(Point localization data)
......
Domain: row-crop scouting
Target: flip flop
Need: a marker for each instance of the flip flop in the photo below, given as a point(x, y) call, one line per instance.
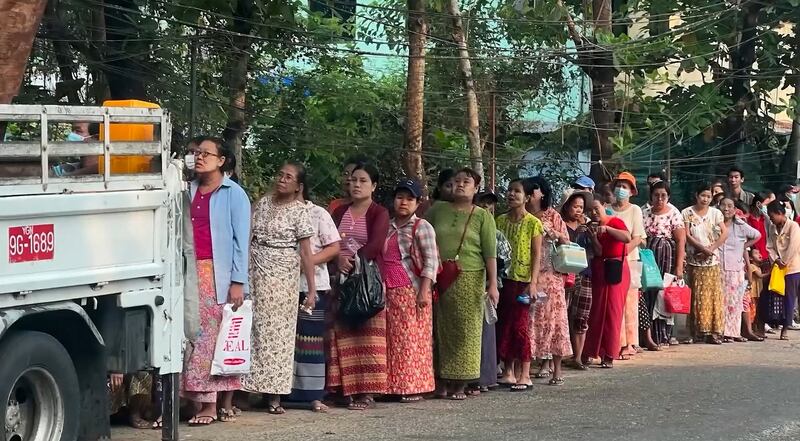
point(319, 408)
point(226, 416)
point(139, 423)
point(202, 420)
point(358, 405)
point(276, 410)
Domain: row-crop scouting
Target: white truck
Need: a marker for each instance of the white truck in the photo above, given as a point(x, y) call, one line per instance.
point(91, 280)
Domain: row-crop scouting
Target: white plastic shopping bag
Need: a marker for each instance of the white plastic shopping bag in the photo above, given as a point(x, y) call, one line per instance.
point(232, 353)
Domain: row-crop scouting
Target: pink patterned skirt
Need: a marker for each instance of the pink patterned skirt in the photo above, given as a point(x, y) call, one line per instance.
point(197, 382)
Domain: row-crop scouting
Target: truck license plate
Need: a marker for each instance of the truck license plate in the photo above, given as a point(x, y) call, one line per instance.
point(31, 243)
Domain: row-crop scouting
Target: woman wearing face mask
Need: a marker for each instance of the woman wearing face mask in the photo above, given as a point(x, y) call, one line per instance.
point(579, 297)
point(549, 324)
point(666, 237)
point(706, 233)
point(410, 263)
point(220, 229)
point(624, 189)
point(281, 228)
point(783, 243)
point(442, 192)
point(357, 356)
point(524, 233)
point(467, 234)
point(610, 280)
point(740, 237)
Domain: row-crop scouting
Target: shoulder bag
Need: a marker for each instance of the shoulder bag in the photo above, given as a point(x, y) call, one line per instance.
point(450, 267)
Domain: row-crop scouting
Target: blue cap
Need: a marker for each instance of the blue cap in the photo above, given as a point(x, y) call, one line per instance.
point(411, 185)
point(585, 182)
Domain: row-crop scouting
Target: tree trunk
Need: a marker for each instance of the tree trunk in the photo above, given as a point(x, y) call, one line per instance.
point(473, 127)
point(99, 86)
point(792, 155)
point(68, 85)
point(603, 74)
point(743, 57)
point(19, 20)
point(124, 71)
point(415, 88)
point(237, 80)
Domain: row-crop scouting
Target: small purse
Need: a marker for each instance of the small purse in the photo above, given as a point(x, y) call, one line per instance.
point(612, 268)
point(569, 258)
point(450, 267)
point(417, 269)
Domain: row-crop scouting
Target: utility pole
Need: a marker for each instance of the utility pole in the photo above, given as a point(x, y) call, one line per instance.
point(669, 158)
point(193, 84)
point(493, 141)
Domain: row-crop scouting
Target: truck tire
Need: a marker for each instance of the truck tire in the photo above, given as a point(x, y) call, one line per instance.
point(39, 395)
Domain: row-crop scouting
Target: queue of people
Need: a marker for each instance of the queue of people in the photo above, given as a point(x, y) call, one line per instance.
point(450, 269)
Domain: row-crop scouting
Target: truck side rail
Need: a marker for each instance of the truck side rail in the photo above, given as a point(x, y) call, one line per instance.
point(44, 149)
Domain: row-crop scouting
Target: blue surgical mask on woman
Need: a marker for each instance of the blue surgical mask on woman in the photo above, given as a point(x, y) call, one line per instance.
point(622, 193)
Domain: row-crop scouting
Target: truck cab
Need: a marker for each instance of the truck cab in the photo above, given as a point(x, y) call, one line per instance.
point(91, 280)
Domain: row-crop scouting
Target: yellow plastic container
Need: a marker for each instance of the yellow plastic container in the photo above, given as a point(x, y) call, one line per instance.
point(128, 132)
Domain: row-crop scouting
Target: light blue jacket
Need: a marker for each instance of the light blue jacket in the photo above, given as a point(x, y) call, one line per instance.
point(230, 236)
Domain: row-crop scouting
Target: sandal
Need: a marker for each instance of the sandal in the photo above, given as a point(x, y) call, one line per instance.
point(543, 374)
point(226, 416)
point(358, 405)
point(319, 407)
point(202, 420)
point(275, 410)
point(520, 388)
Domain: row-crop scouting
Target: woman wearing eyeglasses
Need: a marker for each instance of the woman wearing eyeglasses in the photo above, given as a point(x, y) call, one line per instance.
point(281, 227)
point(220, 227)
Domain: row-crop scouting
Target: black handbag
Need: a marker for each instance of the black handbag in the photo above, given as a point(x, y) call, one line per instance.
point(361, 295)
point(612, 269)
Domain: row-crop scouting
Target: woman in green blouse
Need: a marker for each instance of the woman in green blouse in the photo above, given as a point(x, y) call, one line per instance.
point(460, 309)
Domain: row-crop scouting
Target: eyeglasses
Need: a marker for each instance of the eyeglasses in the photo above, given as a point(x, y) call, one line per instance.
point(204, 155)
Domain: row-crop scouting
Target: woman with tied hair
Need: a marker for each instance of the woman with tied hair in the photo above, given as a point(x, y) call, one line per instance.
point(622, 208)
point(281, 228)
point(666, 238)
point(706, 233)
point(467, 234)
point(549, 325)
point(520, 285)
point(357, 355)
point(579, 296)
point(732, 264)
point(220, 220)
point(610, 279)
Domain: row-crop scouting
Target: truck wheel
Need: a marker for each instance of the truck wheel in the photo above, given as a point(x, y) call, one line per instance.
point(39, 395)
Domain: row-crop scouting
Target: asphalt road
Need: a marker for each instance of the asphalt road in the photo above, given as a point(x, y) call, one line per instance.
point(733, 392)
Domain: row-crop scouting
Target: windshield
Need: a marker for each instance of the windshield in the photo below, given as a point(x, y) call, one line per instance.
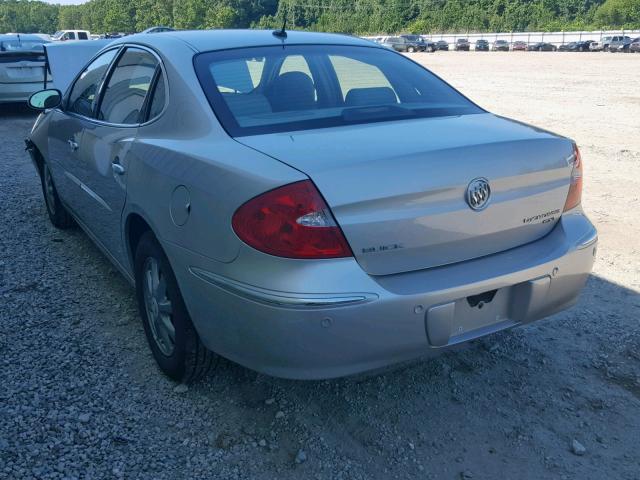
......
Required action:
What the answer needs is every line from the data above with "windshield" in it.

Task output:
Target: windshield
Need: a marker for each instance of the windshield in the photo below, given as a point(x, y) call, one line per instance.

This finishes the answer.